__Input__:
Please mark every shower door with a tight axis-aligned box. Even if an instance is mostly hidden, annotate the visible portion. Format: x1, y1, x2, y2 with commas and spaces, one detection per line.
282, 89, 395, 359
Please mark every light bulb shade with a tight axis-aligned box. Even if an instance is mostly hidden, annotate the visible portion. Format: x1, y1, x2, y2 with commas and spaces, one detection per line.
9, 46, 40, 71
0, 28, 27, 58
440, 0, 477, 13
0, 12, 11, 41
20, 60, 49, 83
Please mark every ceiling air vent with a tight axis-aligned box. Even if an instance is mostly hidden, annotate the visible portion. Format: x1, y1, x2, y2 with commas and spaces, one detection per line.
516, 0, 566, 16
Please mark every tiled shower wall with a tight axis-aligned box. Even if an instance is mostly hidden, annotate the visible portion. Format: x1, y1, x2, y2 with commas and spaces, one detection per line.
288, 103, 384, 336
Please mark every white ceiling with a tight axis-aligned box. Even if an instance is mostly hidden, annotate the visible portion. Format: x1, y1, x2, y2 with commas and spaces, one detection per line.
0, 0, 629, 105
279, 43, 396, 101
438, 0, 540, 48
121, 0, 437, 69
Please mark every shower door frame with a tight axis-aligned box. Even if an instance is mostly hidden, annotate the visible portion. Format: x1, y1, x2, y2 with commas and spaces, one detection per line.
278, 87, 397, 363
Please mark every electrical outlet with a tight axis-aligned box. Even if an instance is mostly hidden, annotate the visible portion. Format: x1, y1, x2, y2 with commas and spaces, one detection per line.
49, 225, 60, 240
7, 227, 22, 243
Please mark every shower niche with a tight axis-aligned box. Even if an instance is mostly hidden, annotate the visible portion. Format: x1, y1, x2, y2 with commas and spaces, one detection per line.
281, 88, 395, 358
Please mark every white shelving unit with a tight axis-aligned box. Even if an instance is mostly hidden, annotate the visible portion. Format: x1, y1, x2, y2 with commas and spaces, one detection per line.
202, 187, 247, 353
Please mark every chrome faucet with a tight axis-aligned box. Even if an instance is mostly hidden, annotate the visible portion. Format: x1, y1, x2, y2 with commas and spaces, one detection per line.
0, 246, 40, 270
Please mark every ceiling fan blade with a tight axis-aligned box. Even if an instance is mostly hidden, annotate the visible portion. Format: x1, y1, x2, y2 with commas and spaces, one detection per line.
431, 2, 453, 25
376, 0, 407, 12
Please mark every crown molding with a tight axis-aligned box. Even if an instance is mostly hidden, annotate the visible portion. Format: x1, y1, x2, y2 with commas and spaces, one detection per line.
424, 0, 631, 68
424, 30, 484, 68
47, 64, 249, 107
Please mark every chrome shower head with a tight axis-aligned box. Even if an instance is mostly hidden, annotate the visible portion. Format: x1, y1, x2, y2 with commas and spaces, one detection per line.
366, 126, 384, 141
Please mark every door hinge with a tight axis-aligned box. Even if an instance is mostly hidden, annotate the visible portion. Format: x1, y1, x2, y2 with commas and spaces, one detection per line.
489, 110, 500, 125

--

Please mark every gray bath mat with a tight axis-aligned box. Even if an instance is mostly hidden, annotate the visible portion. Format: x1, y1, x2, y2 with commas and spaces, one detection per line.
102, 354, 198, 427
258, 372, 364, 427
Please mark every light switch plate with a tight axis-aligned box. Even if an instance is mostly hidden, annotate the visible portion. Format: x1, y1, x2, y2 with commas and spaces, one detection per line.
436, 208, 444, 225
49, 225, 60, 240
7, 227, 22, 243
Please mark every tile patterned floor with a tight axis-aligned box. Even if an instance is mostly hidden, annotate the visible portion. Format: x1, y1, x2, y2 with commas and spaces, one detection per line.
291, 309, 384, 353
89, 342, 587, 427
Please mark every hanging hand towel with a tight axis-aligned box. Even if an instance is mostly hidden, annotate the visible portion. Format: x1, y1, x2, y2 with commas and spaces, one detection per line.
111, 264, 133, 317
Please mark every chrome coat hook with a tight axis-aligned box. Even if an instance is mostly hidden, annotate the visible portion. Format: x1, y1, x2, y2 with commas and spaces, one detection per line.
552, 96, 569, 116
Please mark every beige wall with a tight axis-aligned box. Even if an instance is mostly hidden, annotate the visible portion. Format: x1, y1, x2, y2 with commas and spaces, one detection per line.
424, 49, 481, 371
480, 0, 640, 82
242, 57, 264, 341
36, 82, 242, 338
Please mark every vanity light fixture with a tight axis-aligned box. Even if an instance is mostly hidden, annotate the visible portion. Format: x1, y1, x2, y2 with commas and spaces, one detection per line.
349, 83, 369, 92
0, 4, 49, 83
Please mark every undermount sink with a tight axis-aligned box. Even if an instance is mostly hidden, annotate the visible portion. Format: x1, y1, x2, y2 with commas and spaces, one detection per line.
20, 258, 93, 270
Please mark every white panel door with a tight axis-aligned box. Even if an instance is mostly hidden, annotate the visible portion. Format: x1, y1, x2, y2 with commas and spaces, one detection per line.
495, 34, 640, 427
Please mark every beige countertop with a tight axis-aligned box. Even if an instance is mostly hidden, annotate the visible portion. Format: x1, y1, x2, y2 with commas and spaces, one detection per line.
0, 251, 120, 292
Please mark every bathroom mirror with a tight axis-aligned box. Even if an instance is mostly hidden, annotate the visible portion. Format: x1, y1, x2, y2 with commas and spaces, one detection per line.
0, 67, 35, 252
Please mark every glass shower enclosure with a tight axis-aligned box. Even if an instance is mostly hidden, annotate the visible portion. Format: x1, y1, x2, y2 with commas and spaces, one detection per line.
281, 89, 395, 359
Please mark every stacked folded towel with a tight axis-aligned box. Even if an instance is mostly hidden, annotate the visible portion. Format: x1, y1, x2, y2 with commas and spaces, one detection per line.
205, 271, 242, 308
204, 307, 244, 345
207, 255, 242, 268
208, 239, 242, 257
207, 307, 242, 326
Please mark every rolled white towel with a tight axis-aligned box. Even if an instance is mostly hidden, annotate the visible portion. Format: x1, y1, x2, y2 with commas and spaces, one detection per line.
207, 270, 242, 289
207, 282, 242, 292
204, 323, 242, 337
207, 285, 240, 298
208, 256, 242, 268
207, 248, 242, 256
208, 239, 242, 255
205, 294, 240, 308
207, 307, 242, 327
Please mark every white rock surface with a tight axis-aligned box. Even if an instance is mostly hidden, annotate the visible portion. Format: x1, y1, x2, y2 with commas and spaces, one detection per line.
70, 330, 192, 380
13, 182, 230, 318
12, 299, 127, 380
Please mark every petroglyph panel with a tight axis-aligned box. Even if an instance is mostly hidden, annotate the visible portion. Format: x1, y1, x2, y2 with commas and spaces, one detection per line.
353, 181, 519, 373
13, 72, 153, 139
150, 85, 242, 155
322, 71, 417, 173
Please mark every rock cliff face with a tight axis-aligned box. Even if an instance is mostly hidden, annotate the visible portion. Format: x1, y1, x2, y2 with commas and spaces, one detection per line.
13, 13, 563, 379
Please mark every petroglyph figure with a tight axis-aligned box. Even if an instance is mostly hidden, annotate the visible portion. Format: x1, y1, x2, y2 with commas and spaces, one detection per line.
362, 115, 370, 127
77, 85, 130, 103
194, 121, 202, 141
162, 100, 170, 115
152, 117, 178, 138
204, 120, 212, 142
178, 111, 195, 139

* * *

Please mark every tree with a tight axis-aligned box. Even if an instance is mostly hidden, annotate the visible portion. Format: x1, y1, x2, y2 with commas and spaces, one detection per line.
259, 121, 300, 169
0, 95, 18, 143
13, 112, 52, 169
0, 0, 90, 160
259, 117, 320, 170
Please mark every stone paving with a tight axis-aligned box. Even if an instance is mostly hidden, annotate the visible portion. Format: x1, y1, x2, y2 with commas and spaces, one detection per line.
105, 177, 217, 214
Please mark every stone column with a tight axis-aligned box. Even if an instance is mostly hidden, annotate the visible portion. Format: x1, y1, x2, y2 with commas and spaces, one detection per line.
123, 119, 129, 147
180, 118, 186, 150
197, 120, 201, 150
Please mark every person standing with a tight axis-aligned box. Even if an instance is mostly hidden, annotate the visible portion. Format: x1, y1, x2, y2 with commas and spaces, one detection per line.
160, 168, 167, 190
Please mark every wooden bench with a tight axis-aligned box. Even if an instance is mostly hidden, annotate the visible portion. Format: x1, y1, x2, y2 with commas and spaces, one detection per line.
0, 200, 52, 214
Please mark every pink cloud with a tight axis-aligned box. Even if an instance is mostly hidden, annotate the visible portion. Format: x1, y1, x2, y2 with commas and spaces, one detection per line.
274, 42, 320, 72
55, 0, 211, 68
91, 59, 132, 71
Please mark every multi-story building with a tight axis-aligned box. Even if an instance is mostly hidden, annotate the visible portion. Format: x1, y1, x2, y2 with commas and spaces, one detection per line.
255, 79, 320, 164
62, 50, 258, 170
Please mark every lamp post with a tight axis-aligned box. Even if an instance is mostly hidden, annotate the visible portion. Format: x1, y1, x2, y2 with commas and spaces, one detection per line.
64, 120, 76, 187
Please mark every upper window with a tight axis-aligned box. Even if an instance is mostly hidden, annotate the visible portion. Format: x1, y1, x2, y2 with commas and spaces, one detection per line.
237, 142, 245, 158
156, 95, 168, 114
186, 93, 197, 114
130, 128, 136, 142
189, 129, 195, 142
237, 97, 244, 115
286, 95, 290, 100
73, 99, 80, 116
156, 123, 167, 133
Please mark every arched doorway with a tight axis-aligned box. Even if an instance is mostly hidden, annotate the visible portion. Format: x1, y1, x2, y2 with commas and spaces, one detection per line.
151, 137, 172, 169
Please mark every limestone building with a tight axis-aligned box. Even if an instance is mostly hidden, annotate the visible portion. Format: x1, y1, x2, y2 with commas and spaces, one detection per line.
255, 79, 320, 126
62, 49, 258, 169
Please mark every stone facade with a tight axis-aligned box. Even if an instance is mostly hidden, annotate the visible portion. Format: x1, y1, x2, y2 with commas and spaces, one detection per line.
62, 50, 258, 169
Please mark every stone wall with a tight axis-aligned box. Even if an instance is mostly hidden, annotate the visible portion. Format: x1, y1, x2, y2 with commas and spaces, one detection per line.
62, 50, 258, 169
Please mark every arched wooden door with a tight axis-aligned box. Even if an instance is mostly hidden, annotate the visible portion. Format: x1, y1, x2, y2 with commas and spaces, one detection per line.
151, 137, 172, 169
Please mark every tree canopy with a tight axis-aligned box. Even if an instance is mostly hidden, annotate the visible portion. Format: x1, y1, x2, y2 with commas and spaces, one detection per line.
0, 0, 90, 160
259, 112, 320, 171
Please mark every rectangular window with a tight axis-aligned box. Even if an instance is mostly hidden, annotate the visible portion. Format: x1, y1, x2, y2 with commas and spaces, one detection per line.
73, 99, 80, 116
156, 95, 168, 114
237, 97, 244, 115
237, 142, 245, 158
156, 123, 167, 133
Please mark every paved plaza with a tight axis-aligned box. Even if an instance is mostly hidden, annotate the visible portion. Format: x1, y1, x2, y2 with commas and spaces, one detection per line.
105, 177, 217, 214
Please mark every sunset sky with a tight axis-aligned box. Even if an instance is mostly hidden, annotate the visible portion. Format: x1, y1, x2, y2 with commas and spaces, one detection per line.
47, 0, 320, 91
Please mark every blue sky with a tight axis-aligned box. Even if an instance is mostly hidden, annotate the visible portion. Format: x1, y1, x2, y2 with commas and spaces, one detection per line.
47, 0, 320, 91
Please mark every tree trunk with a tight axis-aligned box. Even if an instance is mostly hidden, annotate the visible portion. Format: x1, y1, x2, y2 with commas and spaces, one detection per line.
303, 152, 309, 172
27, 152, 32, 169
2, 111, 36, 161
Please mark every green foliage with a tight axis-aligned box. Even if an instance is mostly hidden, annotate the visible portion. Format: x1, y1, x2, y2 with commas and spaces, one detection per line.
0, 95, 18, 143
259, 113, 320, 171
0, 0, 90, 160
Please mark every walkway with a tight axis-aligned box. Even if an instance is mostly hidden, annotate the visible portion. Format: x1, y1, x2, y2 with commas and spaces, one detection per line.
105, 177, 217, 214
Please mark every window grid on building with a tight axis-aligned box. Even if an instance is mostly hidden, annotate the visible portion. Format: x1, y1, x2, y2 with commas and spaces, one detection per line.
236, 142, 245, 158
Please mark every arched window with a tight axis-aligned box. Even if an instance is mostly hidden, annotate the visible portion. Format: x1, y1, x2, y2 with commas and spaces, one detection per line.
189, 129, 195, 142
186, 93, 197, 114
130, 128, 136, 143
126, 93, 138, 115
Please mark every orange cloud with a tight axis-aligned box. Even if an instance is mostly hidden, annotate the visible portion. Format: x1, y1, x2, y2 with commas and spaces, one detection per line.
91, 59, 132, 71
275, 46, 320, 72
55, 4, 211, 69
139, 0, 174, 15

__What the task asks__: Reproduce word for word the lines from the one containing "Please mark every multi-story" through the one containing "62, 50, 258, 170", both of those included.

__Final result__:
Please mark every multi-story building with a tight axis-aligned box. Even if an instance is mostly hidden, annotate the visible portion. Format: x1, y1, x2, y2 with commas and spaces, one detection per line.
255, 79, 320, 164
62, 50, 258, 170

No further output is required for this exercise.